### [WRITTEN REQUEST]
From the forum thread on standard speakers in the 325i, list each distinct username that appears as a post header.

### [GIVEN PASSAGE]
# Standard Speakers in 325i



## vimal (Aug 16, 2004)

Hi,

I know 325i comes with a optional Harmon Kardon system. But what is the standard speaker system in 325i?
Is it Bose?

MSN autos tells it has "Bose(R) AM/FM Radio With 8 Speakers Total"


----------



## Jim H (Feb 9, 2004)

vimal said:


> Hi,
> 
> I know 325i comes with a optional Harmon Kardon system. But what is the standard speaker system in 325i?
> Is it Bose?
> ...


Someone chime in if I'm wrong, but my understanding is that the speakers in the HK system vs. non-HK are identical. HK adds: a few more speakers (including subs) and an upgraded amp setup. But the main original speakers stay the same.


----------



## phita23 (Aug 26, 2004)

I'd like to know as well. How many watts? Brand?


----------



## Technic (Jun 24, 2002)

Jim H said:


> Someone chime in if I'm wrong, but my understanding is that the speakers in the HK system vs. non-HK are identical. HK adds: a few more speakers (including subs) and an upgraded amp setup. But the main original speakers stay the same.


They are identical in _size_ only... check this HK upgrade project for more info. :thumbup:


----------



## Kaz (Dec 21, 2001)

They're actually not identical in size (well, not the woofers)

The standards are from random suppliers (most are from 'HAES'). The HK woofers actually have slightly smaller cones made from what appears to be crappier-looking paper, and a narrower foam surround. Magnets are identical, and the voice coils are both 1". The HK's frequency response doesn't go as low, which is obviously a non-issue since the HK system has a sub, and the woofers are highpassed anyhow.

I did quite a bit of comparisons between the two woofers and some aftermarkets when trying to pick what to use in the back of my wagon, and the HKs DO sound better than the normals ones. In fact, they sounded better than an old set of Boston Rally coaxes that were lying around the house.

I've posted wattage (determined by opening the amp) somewhere before.


----------



## vimal (Aug 16, 2004)

[Some records]
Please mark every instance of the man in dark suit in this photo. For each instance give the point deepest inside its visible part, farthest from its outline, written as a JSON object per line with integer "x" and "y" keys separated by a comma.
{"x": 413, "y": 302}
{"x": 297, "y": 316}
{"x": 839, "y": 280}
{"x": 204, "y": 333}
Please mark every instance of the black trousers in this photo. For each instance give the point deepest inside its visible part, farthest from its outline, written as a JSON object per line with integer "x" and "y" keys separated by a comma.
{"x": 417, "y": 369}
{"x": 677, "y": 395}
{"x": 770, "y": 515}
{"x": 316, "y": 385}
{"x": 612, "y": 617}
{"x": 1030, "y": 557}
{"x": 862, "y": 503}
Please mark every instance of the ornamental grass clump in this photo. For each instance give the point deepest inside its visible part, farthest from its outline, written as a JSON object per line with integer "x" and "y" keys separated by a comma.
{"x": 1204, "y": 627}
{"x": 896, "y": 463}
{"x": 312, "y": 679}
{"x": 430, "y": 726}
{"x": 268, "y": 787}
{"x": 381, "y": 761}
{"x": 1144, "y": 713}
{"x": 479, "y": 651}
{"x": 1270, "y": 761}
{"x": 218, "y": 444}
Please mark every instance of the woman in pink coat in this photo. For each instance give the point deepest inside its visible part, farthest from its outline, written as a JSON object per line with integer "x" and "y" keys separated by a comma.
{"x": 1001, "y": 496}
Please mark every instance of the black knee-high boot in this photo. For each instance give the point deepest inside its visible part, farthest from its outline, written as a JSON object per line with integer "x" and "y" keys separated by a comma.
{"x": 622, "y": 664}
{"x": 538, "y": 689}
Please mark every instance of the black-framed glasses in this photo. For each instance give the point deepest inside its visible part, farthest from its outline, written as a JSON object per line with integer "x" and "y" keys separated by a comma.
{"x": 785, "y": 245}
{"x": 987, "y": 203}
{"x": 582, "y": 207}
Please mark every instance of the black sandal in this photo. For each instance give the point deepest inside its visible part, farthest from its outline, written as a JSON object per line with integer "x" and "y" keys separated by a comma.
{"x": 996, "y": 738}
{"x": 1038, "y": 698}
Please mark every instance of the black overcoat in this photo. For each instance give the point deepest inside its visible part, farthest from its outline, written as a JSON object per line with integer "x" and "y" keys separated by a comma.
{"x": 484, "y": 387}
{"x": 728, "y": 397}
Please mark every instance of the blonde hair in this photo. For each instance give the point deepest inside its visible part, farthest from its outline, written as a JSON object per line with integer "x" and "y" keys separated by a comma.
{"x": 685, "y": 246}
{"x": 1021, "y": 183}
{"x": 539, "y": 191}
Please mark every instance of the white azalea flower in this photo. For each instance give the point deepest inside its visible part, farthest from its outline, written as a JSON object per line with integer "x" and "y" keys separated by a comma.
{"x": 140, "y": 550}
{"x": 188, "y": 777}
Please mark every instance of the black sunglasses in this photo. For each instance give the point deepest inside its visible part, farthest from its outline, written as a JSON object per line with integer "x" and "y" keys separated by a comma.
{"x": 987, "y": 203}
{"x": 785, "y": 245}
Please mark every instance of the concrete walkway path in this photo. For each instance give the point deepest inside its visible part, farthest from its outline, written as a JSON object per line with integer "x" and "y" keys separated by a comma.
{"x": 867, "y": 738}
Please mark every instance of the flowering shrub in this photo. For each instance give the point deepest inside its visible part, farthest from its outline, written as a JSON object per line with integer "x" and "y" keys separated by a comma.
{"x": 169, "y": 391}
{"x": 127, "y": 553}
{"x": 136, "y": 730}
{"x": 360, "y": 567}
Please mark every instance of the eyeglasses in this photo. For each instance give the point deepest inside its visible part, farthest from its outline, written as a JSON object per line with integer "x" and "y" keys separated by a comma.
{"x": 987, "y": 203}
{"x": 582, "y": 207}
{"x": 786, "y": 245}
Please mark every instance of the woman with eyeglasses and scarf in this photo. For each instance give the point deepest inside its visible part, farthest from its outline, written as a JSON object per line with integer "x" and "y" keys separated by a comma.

* * *

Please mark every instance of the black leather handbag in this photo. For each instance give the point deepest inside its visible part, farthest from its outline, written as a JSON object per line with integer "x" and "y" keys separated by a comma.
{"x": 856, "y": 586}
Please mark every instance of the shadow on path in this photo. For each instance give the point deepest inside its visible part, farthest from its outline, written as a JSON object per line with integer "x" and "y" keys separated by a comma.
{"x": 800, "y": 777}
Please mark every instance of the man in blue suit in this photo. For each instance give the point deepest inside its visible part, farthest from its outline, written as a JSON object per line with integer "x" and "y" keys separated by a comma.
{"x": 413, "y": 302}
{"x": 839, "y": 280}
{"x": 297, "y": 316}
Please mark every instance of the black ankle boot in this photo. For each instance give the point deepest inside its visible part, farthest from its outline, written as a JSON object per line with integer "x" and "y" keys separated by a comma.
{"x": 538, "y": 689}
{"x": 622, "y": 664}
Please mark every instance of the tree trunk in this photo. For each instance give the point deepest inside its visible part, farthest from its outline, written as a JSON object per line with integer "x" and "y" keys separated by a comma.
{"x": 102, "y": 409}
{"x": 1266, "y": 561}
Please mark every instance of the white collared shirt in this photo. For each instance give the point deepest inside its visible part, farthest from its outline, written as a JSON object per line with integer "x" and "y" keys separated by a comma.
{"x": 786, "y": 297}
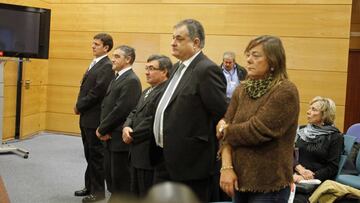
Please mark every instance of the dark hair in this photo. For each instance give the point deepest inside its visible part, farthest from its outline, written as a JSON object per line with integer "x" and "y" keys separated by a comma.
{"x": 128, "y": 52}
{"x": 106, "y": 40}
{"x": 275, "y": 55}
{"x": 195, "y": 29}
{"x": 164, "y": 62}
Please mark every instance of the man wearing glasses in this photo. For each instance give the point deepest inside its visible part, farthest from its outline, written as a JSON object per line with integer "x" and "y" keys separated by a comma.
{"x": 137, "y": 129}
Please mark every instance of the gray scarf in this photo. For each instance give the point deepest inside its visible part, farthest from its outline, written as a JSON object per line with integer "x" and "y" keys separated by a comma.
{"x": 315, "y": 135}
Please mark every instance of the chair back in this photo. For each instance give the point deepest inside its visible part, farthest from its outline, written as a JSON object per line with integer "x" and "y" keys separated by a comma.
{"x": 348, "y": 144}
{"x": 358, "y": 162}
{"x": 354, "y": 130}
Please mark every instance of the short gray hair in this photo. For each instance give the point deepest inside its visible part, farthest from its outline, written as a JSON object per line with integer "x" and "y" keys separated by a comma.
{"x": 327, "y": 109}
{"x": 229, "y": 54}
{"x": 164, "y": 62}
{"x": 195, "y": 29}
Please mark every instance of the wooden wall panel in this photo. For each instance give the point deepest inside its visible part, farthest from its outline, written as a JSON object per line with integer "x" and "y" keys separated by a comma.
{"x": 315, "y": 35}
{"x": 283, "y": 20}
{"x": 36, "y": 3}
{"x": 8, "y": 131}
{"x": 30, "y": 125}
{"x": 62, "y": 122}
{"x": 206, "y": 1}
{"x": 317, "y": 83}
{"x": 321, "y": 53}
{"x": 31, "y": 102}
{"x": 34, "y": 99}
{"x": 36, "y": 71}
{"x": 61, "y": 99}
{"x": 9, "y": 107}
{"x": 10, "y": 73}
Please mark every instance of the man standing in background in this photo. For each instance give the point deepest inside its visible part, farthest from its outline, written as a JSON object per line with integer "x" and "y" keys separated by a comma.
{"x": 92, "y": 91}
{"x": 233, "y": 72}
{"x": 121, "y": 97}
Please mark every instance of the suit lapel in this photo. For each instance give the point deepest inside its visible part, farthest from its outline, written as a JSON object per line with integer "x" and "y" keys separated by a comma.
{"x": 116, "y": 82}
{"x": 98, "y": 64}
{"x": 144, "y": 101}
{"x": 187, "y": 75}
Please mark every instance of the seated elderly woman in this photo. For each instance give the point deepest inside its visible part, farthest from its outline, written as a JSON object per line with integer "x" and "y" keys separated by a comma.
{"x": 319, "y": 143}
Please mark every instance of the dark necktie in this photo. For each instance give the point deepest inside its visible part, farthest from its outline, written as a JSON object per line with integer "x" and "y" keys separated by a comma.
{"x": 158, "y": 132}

--

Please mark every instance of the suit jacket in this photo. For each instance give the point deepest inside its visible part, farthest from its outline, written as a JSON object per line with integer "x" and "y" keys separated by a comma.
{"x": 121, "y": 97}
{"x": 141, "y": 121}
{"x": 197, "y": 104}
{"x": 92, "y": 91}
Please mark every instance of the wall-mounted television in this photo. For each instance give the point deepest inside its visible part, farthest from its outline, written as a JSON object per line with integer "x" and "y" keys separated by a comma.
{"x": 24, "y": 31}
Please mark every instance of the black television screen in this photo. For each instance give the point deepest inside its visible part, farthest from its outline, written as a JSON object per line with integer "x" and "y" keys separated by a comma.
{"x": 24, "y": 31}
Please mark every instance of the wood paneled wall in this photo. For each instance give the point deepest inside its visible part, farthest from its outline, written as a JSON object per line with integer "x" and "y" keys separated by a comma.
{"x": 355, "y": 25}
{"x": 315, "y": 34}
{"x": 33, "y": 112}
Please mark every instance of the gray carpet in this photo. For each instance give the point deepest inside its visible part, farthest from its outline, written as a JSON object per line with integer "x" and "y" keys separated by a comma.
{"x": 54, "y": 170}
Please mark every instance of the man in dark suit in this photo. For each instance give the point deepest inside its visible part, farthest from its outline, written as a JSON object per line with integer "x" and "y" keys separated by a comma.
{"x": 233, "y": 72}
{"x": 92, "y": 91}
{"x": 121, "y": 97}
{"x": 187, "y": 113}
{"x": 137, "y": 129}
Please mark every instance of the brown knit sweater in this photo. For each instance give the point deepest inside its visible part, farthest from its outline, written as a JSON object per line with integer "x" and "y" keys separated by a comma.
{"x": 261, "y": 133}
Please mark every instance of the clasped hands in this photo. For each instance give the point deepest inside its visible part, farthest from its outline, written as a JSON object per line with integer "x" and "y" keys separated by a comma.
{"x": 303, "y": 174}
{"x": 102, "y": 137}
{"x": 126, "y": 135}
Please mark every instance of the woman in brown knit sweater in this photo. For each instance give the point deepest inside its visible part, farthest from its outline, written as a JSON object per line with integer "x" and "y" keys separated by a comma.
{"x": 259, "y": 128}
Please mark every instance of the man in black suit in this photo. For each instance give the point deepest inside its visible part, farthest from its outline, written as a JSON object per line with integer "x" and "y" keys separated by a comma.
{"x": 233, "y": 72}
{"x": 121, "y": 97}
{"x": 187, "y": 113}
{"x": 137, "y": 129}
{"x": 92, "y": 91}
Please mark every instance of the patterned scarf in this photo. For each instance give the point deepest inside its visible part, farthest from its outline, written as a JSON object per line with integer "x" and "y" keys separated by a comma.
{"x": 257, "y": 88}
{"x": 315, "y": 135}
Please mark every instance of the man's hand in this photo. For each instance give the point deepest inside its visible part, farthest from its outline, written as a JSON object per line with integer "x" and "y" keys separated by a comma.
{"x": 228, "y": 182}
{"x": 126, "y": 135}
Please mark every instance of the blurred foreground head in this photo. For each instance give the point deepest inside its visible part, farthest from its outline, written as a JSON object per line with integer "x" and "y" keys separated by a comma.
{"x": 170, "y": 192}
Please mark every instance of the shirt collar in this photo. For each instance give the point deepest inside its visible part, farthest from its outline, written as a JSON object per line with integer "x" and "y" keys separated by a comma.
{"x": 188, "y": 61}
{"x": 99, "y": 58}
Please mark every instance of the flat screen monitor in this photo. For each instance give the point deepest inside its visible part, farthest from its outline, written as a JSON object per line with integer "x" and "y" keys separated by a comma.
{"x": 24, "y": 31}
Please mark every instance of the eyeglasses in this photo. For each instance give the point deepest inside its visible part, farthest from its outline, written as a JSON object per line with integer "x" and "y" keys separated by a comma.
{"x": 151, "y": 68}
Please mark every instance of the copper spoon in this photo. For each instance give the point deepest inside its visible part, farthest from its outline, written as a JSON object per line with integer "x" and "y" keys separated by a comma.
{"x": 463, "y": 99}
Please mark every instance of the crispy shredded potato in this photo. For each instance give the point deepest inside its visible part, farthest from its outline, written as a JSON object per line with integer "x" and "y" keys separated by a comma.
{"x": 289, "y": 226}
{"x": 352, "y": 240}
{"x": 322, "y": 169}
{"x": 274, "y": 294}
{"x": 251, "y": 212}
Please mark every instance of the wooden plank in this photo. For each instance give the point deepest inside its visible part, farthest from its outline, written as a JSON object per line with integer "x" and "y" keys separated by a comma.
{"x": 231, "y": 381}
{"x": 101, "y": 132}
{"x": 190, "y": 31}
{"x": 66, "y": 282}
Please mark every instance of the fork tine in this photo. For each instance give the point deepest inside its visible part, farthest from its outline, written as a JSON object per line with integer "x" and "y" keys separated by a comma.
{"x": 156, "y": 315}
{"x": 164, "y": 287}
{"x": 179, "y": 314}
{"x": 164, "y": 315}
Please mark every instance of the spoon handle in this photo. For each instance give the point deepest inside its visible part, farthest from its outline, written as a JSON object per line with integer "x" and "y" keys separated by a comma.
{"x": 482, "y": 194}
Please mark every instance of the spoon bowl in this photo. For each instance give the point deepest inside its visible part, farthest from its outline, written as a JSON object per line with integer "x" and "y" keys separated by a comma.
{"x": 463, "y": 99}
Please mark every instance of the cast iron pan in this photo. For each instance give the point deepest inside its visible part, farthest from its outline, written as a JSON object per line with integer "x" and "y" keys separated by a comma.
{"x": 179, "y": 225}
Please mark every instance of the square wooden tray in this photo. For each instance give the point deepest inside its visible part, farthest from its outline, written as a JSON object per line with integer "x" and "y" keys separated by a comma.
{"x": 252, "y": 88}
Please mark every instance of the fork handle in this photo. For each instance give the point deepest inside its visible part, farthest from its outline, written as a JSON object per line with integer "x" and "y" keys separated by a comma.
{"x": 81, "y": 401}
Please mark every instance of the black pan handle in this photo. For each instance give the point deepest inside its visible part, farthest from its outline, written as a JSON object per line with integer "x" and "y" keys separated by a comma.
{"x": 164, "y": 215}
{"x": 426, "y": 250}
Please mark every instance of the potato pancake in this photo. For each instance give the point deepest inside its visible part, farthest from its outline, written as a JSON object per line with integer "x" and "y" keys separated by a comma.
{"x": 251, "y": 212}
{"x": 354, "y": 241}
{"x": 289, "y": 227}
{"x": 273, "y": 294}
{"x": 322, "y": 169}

### [RESPONSE TO THIS TASK]
vimal, Jim H, phita23, Technic, Kaz